* **CONSIGNE**: Veuillez reprendre à l'identique le passage de l'extrait sur Eric Werner ci-dessous qui s'ouvre sur les mots contenant « Alexandra Klucznik-Schaller – » et se termine par « de Slobodan Despot. ».

* **EXTRAIT DU TEXTE**:
▽
Analyse d’une époque troublée : L’interrègne selon Eric Werner

Alexandra Klucznik-Schaller – Perspective Catholique a le plaisir de proposer un entretien avec Eric Werner, philosophe, politologue, et témoin quelque peu désabusé de notre époque.
Né en 1940, Eric Werner fit ses études à Sciences Po Paris et enseigna la philosophie à l’Université de Genève. En 1972, paraissait son premier essai sur la violence et le totalitarisme (1) dans la collection «Liberté de l’Esprit», fondée et dirigée par Raymond Aron. Plus de cinquante ans et des milliers de pages écrites plus tard (2), Eric Werner continue à tenir une chronique hebdomadaire dans la revue Antipresse (3) de Slobodan Despot.
Il serait présomptueux d’essayer ici de résumer sa pensée, mais il est possible de proposer un fil directeur ; Eric Werner considère notre époque comme un interrègne, une époque de transition. Le monde que nous avons connu – basé sur un ordre westphalien d’États souverains exerçant des fonctions régaliennes – est en voie de disparition, et le monde qui lui succède ne lui ressemble en rien. Il se présente comme une férule mercantile, mais ce sera peut-être autre chose… L’entretien, ou comment naviguer par gros temps, aborde l’évolution générale du monde et de la Suisse en particulier. On décille.
△
* **DONNÉES FOURNIES**:
▽
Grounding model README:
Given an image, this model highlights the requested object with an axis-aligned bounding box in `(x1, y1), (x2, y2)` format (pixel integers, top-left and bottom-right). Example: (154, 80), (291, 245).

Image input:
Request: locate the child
△
* **RÉPONSE**:
Alexandra Klucznik-Schaller – Perspective Catholique a le plaisir de proposer un entretien avec Eric Werner, philosophe, politologue, et témoin quelque peu désabusé de notre époque.
Né en 1940, Eric Werner fit ses études à Sciences Po Paris et enseigna la philosophie à l’Université de Genève. En 1972, paraissait son premier essai sur la violence et le totalitarisme (1) dans la collection «Liberté de l’Esprit», fondée et dirigée par Raymond Aron. Plus de cinquante ans et des milliers de pages écrites plus tard (2), Eric Werner continue à tenir une chronique hebdomadaire dans la revue Antipresse (3) de Slobodan Despot.